* [Excerpted data]
** BEGIN **

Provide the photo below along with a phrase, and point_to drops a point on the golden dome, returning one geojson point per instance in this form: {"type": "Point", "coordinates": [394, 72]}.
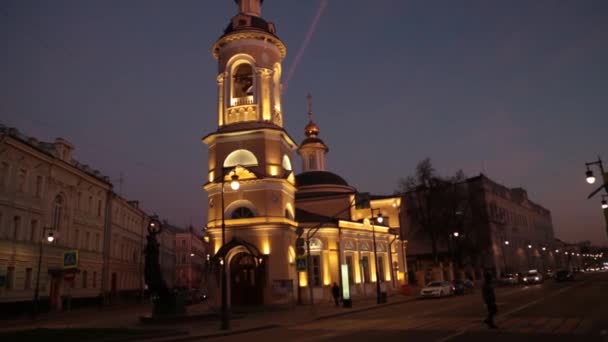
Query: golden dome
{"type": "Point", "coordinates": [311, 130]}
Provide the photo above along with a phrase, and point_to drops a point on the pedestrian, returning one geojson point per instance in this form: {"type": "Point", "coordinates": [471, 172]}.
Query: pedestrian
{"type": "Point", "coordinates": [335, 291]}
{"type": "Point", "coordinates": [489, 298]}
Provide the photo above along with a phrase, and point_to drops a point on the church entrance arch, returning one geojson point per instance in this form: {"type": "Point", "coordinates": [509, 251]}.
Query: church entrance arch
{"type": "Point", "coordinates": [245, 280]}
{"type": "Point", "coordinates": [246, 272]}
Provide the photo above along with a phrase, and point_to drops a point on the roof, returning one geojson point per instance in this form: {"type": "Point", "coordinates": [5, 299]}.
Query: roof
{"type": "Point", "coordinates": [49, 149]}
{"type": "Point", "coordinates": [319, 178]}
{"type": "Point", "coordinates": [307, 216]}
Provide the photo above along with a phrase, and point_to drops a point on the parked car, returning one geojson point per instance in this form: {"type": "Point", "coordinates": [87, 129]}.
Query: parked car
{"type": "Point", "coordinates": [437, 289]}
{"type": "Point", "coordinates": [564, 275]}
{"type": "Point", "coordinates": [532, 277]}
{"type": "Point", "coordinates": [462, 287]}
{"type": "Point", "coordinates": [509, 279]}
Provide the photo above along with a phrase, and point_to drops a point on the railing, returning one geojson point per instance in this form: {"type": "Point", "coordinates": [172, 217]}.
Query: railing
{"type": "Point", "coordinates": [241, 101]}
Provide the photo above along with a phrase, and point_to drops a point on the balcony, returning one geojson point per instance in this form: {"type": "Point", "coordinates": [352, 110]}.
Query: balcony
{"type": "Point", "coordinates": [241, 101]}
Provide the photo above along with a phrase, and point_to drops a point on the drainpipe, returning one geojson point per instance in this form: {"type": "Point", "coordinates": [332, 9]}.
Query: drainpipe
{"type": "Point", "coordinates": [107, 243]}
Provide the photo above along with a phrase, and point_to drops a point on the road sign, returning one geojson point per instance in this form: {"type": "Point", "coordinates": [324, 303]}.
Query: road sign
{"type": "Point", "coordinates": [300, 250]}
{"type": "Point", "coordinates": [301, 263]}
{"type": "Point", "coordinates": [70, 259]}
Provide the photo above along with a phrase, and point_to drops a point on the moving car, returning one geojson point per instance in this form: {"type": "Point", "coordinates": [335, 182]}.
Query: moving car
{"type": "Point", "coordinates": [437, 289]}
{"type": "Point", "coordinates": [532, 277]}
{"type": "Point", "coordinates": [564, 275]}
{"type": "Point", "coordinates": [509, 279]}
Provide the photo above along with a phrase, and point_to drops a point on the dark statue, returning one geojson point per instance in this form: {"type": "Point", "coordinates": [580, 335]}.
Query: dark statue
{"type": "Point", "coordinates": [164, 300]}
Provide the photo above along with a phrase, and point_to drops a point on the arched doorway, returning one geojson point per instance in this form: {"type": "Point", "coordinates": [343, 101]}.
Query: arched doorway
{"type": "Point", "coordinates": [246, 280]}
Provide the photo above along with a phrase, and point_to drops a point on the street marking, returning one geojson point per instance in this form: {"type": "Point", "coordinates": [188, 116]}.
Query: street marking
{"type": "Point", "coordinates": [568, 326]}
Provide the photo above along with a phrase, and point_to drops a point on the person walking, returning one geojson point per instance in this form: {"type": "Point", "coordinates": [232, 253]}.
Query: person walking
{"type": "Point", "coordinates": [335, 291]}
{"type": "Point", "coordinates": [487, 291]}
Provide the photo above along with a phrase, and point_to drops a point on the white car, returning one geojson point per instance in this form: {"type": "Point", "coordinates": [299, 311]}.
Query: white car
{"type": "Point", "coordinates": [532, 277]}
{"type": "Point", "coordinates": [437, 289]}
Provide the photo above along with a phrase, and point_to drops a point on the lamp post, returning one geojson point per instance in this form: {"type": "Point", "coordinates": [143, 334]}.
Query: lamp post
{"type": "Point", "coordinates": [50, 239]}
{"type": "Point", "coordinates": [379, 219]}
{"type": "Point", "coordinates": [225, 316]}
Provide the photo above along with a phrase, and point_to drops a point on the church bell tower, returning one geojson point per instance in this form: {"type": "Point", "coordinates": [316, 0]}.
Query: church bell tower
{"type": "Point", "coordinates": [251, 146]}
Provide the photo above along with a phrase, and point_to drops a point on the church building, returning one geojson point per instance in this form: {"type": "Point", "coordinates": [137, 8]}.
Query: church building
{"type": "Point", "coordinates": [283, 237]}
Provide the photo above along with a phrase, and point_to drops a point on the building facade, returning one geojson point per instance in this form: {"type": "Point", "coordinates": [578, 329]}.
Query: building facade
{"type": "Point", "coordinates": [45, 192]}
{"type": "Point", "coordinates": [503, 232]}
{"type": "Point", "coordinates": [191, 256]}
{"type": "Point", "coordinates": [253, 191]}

** END **
** BEGIN **

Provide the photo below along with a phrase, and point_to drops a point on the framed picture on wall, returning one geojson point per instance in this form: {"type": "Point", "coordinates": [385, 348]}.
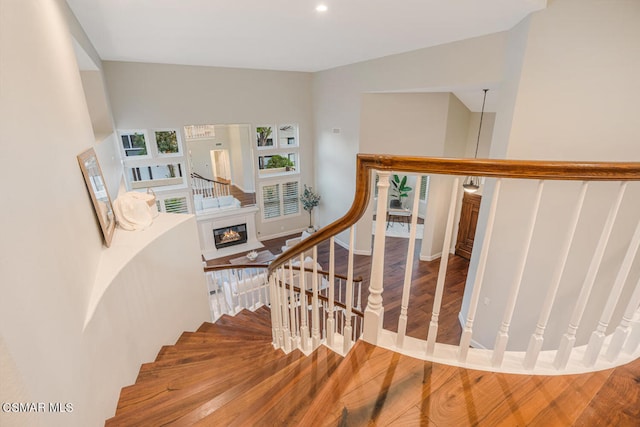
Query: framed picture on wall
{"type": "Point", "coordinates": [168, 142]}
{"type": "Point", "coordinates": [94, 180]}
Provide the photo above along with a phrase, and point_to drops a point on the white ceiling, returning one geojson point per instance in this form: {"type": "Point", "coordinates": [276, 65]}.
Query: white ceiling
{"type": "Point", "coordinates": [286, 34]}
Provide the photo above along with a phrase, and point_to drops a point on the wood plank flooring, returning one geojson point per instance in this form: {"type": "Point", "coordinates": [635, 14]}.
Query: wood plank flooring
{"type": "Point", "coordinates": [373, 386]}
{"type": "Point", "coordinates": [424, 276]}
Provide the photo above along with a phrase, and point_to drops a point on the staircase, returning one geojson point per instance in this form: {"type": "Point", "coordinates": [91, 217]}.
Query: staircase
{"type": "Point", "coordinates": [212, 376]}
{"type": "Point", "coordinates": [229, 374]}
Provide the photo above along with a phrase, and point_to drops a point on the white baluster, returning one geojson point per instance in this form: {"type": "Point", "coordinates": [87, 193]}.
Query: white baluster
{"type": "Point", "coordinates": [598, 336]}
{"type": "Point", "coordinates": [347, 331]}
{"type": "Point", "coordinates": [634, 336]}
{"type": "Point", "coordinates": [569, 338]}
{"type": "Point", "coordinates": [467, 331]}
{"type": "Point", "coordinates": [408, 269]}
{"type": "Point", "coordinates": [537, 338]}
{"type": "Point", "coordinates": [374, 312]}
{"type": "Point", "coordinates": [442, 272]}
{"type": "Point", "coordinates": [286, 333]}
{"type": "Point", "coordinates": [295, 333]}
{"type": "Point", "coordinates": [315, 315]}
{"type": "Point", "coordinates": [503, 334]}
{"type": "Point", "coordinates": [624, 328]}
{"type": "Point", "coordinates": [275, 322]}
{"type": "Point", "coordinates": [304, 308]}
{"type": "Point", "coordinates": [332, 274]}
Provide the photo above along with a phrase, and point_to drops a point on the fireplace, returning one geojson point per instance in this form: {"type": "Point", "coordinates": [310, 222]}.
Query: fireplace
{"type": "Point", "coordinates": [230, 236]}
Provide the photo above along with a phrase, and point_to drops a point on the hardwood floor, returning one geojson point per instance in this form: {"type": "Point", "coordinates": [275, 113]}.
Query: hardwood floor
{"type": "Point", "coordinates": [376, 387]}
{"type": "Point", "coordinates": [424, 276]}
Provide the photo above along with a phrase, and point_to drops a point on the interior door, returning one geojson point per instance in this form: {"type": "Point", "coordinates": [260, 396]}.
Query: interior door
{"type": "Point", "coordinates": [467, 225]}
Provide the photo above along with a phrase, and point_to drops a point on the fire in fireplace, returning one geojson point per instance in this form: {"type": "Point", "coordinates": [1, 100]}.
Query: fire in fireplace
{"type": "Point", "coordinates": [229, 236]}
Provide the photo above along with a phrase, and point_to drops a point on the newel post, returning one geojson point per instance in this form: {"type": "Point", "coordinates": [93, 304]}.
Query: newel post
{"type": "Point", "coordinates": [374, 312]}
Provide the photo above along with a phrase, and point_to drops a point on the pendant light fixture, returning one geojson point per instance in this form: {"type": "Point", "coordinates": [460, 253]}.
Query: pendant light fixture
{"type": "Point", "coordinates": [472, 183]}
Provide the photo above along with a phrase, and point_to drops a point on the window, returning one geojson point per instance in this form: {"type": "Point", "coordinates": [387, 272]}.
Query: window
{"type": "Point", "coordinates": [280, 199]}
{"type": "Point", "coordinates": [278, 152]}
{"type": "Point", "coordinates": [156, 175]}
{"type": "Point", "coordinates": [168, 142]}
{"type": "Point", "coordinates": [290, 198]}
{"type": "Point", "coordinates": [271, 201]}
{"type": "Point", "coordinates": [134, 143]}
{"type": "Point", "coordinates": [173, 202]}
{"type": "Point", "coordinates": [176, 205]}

** END **

* [Task requirements]
Count the lines above that contain the string "facade", treating uppercase and lowercase as different, and give only the number.

* [Complete answer]
2